### TRECHO DO TEXTO
_ _ _ _ _

Tomando por base tais reflexões, deve-se destacar que este livro vai ao encontro de reflexões que são necessárias e urgentes sobre o papel da educação infantil na atualidade, mas que estão muito pouco sistematizadas, em especial, o alcance da educação infantil nas ações para o desenvolvimento da moralidade e a orientação para valores. Nota-se que, em geral, prevalecem no imaginário pedagógico concepções naturalistas e espontaneístas acerca do desenvolvimento dos valores humanos; a ideia cartesiana de que os seres humanos são seres racionais e, como tais, capazes de apreender de modo espontâneo os valores relativos a certo e errado, bom e mau, bem e mal etc., sem qualquer mediação intencional.
Essa vertente naturalista que perpassa toda a educação é mais marcante quando se trata da infância. Sobre a criança pequena recai ainda o pensamento mítico de que não são capazes de julgar, compreender e discernir, razão pela qual seria inócuo o trabalho de formação moral. Esses mitos devem ser superados, em especial, diante da panaceia de valores contraditórios presentes no cenário da contemporaneidade e aos quais as crianças estão expostas. Se não nos contextos educacionais, onde mais esses valores poderão ser problematizados e potencialmente superados? Nesse sentido, a temática da cooperação nas séries iniciais de escolarização não pode mais ficar fora das pautas de debate da psicologia da educação e da abordagem cultural do desenvolvimento.

_ _ _ _ _

### OBJETIVOS
1. No trecho sobre educação infantil e moralidade, troque "panaceia" por "mistura" e reescreva tudo o que vai de "Essa vertente naturalista" até "cultural do desenvolvimento.".
2. Prossiga o trecho sobre educação infantil e formação moral a partir do ponto em que ele termina.

### DADOS FORNECIDOS

_ _ _ _ _

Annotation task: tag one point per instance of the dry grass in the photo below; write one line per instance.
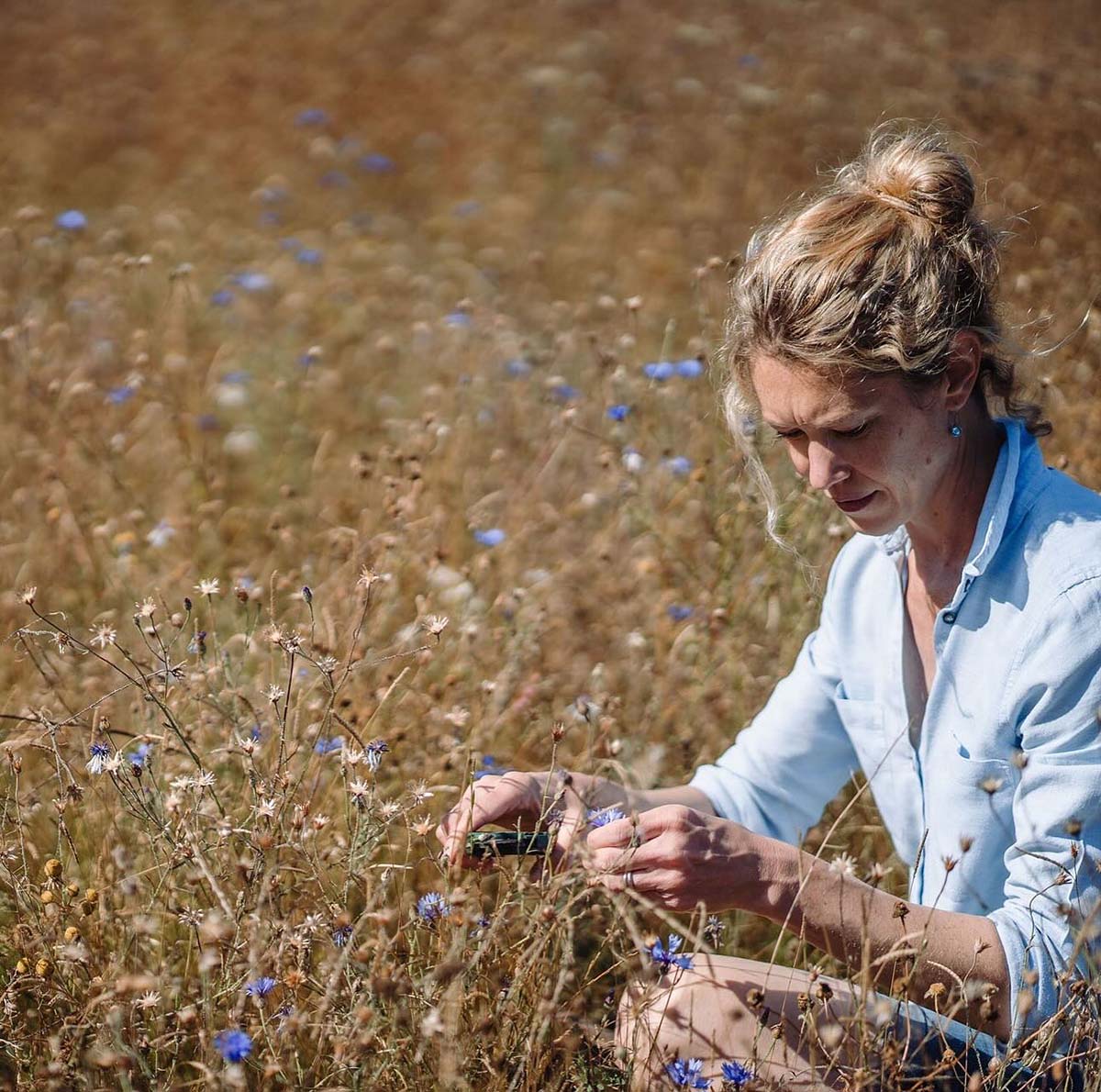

_ _ _ _ _

### RESPOSTAS
1.
Essa vertente naturalista que perpassa toda a educação é mais marcante quando se trata da infância. Sobre a criança pequena recai ainda o pensamento mítico de que não são capazes de julgar, compreender e discernir, razão pela qual seria inócuo o trabalho de formação moral. Esses mitos devem ser superados, em especial, diante da mistura de valores contraditórios presentes no cenário da contemporaneidade e aos quais as crianças estão expostas. Se não nos contextos educacionais, onde mais esses valores poderão ser problematizados e potencialmente superados? Nesse sentido, a temática da cooperação nas séries iniciais de escolarização não pode mais ficar fora das pautas de debate da psicologia da educação e da abordagem cultural do desenvolvimento.

2.
Assim, a demanda que as autoras apresentam às práticas de educação infantil é a de construção de uma cultura de cooperação, em meio à qual os valores como a solidariedade, a empatia, o respeito mútuo e o diálogo possam ser preponderantes em relação à dominação, o desrespeito e a desigualdade, no contexto escolar. Com criatividade e implicação, o educador infantil será capaz de implementar as mudanças culturais visadas. Ao propor atividades instigantes e desafiadoras, que problematizem os desequilíbrios de poder que caracterizam muitas das relações humanas e sustentam interações abusivas e desrespeitosas, o professor contribui para que se estabeleça um canal dialógico fértil. Institui o espaço para um debate que leve a alternativas de conduta mais simétricas e éticas entre as crianças, o que implica um impacto positivo sobre os processos de subjetivação no contexto do desenvolvimento humano inicial.
Esse é o impacto que esperamos que este livro venha a exercer sobre pais, educadores infantis, gestores em educação e profissionais atuantes em diferentes contextos de desenvolvimento humano, entre os quais é necessário que se intensifique o debate sobre a promoção de valores mais humanos!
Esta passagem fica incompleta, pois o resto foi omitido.